**EXCERPT TO READ:**
Every revolution needs its instigators, and every instigator needs his prophets, evangelists, propagandists and advertisers. Just as it was true for religious and political, so it is for the cultural rebels. It's not always by design: contextualisers might be fellow travelers, but the most powerful aren't in the employ of those whom they evangelise.
In these anodyne days, magazines are a great example. They provide context for you and tell you what, how, where and why to buy. No matter that what they say is often patently absurd. Take, for example, this example from the current edition of What Hi-Fi Sound and Vision: It's a review of a power cable - the thing that plugs into your power socket at one end, and into your appliance at the other. This power cable - a regulation 1.5m in length - costs £60. It is carefully constructed, apparently, in terms of "many aspects of the content and construction of the cable - the number and arrangement of conductors, the insulation, the mains plug at one end and the three pin plug at the other." Trust us; it's very technical.
Sixty quid. For a power cable. What Hi-Fi has been quite unable to say what is so special about it: just that it really is carefully constructed. The benefits, it says, over a normal cable are "...abundant. Used in a video discipline, [it] offers greater certainty where movement and edges are concerned, deepens black shades and offers great punch to the high-contrast scenes. Colours are bolder, details more numerous."
The assertion, therefore, is that the construction of a power cable qualitatively, meaningfully, affects the representation of pictures on your TV. Can you imagine anything more preposterous? To catch a magazine reviewer out getting completely carried away isn't the point: the point is that, without this sort of independent publicity legitimising such a transparently absurd idea as a £60 power cable, no-one would buy it.

**OBJECTIVES:**
[A] In the essay on the £60 power cable, which magazine published the review of the cable?
[B] Extend the essay on the £60 power cable, beginning after its last sentence.
The data that follow are separate material and bear no relation to the essay on the £60 power cable.

**STORED DATA:**
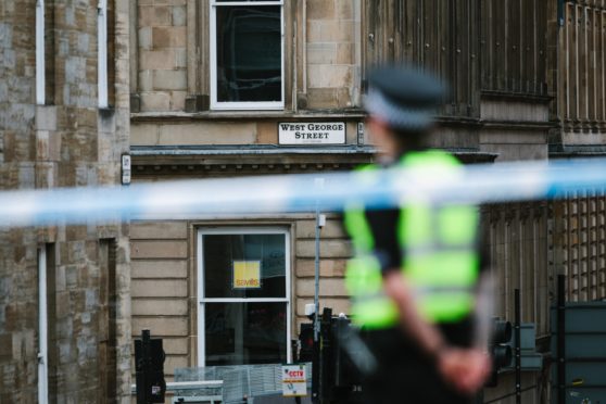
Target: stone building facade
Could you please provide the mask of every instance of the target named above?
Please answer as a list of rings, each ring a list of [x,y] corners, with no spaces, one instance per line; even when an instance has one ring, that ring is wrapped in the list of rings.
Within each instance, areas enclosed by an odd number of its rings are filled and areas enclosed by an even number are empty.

**TASK-BY-TASK ANSWERS:**
[A] What Hi-Fi Sound and Vision.

[B]
And so it is with all cultural artefacts.
So Elvis benefitted from Dewey Phillips - a brain-fritzed hillbilly who sounded like he was on speed - a Memphis DJ who championed That's Alright Mama on his Red Hot and Blue show. Later in life Greil Marcus was a leading contextualiser of Elvis, Bob Dylan and many others.
A prime moving evangelist begets other evangelists - gets a movement going, and from then anything can happen. But had Dewey Phillips not played that record on his show, the cultural history of the second half of the twentieth century might have been very different. Sun Studio, 706 Union Ave Memphis, is a small and unprepossessing place. Just making the music wasn't enough. Someone independent, with credibility, needed to broadcast it; validate it; vouch for it.
Lester Bangs - whose many best works can be enjoyed in Psychotic Reactions and Carburetor Dung - was another evangeliser. What he wrote about - punk rock in the seventies - was a base, greasy, countercultural mess that didn't have a shape or a context and stood about as much chance on its own of overcoming its meagre origins as did Elvis, Bill and Scotty's acetate. But - like Greil Marcus did with other artists - Bangs gave it shape, context; consequence; significance. Writing passionately and eloquently about an inconsequential subject gave others a prism - any old prism would do - through which to relate to it. Much of what Bangs wrote was, like the What Hi-Fi review of the £60 power cable, on its face absurd, but that really wasn't the point. Or perhaps more accurately, that was the point.
This is the point. There's a new blues revival brewing in the UK. I only found out about it by accident: searching on the wonderful Spotify for Ram Jam's sprawling seventies' bastardisation of Leadbelly's Black Betty, I came across this one, by 18 year old Norfolk guitarist Oli Brown.
Norfolk? Don't smirk. It's no more provincial or parochial than Memphis, Tennessee was in 1953.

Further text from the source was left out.